Records for this task
━━━━━━━━━━
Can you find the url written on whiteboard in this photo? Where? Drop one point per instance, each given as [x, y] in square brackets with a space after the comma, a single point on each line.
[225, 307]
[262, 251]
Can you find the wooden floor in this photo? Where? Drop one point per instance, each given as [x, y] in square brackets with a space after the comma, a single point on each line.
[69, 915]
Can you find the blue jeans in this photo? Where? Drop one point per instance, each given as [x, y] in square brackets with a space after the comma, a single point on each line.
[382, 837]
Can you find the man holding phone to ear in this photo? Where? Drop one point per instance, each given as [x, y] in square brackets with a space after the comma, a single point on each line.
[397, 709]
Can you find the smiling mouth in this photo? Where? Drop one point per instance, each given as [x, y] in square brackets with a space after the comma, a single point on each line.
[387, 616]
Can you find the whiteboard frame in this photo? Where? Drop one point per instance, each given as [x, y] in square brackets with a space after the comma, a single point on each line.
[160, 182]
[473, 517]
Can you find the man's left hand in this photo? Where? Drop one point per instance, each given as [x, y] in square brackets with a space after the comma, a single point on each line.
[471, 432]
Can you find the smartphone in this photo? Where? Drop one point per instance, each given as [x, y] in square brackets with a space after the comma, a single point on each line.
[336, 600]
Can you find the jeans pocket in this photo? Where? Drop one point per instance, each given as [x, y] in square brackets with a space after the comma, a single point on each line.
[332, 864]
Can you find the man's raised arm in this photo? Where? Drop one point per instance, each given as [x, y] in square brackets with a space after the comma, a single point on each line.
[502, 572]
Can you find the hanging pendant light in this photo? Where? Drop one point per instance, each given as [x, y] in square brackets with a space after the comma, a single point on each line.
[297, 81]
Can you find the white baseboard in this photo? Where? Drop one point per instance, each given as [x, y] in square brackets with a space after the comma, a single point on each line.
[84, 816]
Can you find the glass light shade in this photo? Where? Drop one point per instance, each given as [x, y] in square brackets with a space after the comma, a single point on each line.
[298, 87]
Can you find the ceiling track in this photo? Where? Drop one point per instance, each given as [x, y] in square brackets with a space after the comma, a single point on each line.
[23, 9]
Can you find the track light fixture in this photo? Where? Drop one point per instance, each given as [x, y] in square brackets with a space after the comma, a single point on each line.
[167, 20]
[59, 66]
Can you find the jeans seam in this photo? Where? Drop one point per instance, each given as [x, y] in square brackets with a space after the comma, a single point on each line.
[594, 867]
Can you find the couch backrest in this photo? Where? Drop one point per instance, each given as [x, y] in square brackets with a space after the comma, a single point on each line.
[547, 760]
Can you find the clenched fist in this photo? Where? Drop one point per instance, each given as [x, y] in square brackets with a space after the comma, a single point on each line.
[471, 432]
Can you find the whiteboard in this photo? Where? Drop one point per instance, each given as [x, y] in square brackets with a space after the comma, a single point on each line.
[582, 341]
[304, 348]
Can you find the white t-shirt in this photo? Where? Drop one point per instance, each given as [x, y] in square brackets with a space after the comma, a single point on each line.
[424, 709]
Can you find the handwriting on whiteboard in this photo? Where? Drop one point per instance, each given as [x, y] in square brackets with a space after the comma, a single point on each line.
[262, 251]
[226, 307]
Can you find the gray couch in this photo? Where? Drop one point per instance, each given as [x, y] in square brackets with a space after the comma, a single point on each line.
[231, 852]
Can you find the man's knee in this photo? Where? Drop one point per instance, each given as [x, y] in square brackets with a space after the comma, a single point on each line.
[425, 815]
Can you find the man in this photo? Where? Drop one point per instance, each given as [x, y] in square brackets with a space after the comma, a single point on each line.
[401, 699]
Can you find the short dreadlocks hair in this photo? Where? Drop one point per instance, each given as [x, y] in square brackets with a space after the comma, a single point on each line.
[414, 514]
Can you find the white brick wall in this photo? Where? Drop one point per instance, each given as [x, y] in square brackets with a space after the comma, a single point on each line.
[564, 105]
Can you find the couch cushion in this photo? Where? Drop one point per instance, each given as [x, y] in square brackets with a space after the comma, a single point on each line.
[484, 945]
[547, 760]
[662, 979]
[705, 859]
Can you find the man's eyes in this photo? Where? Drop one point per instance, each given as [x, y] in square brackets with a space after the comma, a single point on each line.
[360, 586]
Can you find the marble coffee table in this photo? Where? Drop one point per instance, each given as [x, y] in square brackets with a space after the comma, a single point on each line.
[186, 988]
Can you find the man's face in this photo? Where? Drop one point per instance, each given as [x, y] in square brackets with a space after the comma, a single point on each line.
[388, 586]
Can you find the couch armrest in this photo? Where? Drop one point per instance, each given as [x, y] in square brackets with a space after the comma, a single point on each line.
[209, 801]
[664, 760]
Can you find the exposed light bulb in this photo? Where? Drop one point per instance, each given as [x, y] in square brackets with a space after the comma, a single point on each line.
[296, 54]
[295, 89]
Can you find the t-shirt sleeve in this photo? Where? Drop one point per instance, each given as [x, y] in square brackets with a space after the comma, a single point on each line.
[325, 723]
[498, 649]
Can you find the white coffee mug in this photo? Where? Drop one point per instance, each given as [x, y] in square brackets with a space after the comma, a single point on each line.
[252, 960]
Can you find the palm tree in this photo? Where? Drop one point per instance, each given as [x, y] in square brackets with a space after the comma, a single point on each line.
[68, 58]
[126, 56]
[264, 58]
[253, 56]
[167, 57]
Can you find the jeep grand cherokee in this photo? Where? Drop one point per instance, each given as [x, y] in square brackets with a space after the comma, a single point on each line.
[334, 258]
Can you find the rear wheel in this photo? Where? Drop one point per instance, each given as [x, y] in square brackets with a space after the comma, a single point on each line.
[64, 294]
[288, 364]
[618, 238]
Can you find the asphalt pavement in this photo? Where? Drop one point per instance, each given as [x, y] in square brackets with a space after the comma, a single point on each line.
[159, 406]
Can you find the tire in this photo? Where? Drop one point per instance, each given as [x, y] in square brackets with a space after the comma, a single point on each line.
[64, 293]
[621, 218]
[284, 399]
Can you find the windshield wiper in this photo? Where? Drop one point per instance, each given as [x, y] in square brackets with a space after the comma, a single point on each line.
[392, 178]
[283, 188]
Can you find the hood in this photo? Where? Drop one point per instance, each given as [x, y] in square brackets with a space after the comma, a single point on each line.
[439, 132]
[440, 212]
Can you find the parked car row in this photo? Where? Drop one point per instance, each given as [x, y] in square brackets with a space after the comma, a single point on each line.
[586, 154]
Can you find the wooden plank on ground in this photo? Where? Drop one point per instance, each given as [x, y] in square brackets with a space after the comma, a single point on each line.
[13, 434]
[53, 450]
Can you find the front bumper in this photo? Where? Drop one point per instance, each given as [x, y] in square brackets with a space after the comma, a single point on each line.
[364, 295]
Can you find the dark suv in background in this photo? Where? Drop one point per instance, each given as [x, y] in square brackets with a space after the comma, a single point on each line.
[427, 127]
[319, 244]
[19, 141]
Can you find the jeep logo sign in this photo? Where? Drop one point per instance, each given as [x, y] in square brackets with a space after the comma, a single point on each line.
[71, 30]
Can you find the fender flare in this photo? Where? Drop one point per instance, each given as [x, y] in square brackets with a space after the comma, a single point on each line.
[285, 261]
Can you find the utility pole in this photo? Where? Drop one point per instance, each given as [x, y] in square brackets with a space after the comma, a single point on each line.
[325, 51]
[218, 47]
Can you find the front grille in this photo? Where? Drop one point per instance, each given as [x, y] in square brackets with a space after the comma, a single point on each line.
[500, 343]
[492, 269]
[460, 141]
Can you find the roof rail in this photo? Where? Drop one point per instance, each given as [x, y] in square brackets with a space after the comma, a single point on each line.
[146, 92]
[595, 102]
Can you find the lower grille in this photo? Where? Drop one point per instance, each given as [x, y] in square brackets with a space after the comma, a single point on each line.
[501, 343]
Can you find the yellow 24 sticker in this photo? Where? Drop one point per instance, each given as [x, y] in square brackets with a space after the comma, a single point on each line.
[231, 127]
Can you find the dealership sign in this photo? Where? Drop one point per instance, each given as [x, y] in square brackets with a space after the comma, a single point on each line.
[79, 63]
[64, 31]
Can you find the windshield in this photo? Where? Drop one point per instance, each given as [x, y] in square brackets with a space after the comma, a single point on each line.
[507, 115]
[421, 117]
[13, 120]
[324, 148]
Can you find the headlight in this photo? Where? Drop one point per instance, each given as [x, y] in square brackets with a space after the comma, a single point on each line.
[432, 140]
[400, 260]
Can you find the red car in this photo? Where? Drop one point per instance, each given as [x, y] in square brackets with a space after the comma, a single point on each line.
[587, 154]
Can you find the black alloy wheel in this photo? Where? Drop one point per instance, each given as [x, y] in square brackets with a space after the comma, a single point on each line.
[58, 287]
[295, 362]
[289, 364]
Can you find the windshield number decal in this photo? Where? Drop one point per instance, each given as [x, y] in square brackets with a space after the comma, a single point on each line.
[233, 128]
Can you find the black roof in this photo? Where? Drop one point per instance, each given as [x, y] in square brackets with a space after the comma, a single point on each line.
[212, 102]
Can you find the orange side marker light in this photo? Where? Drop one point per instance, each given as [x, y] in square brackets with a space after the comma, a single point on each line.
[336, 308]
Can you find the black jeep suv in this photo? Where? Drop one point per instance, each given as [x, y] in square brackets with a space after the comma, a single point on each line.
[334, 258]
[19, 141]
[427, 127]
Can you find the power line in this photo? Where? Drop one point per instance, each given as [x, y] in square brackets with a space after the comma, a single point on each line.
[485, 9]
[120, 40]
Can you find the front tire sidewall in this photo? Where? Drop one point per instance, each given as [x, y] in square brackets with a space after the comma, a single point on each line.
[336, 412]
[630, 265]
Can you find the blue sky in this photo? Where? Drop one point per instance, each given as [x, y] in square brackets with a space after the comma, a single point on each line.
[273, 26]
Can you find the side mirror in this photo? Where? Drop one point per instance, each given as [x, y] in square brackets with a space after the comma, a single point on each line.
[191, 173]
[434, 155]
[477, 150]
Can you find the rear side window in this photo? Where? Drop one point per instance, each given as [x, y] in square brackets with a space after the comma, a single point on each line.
━━━━━━━━━━
What is required
Write down only the closing run of lines: the one containing "Can you find the windshield number" and every line after it to the end of the entries, exactly.

Response area
Can you find the windshield number decal in this photo? Where? Drop one point per instance, each given as [x, y] in square brackets with a space after the comma, a single point on each line.
[233, 128]
Can you find the black roof in this photo? Where? Drop one point per instance, each given as [x, y] in square brackets with a space after the comma, a single point on each line.
[212, 102]
Can you find the orange side marker light in this photo? Where? Drop one point per instance, each given as [x, y] in square brackets with a space after the comma, a single point on each line.
[336, 308]
Can you find the black jeep suv in this photo? Where? Drop one point per instance, each given as [x, y] in square brackets with a space after the comma, a single point on each line.
[334, 258]
[19, 141]
[427, 127]
Can you find the power line in this photo? Where? Drop one point per instance, each given as [x, y] in square brackets with a space after the comma, a single point on each line.
[485, 9]
[120, 40]
Can you find the front tire sidewall in this photo? Where? Drop one point per instance, each given as [x, y] in square brackets with a space after the comma, a single point on each line.
[336, 412]
[630, 265]
Can you find the blue sky in this photo? Where? Drop one point per instance, each given as [x, y] in square brackets with a space after the comma, a single point on each line.
[273, 26]
Can you find the side mirror in this photo? Where? Drop one point per instance, each given as [x, y] in square brackets with a space after the comma, a single point on each line.
[191, 173]
[434, 155]
[477, 150]
Can you find the rear side window in this photo? Where? Drop one point per instance, each given as [x, y] in square brackets with a space after the comma, a single point on each line.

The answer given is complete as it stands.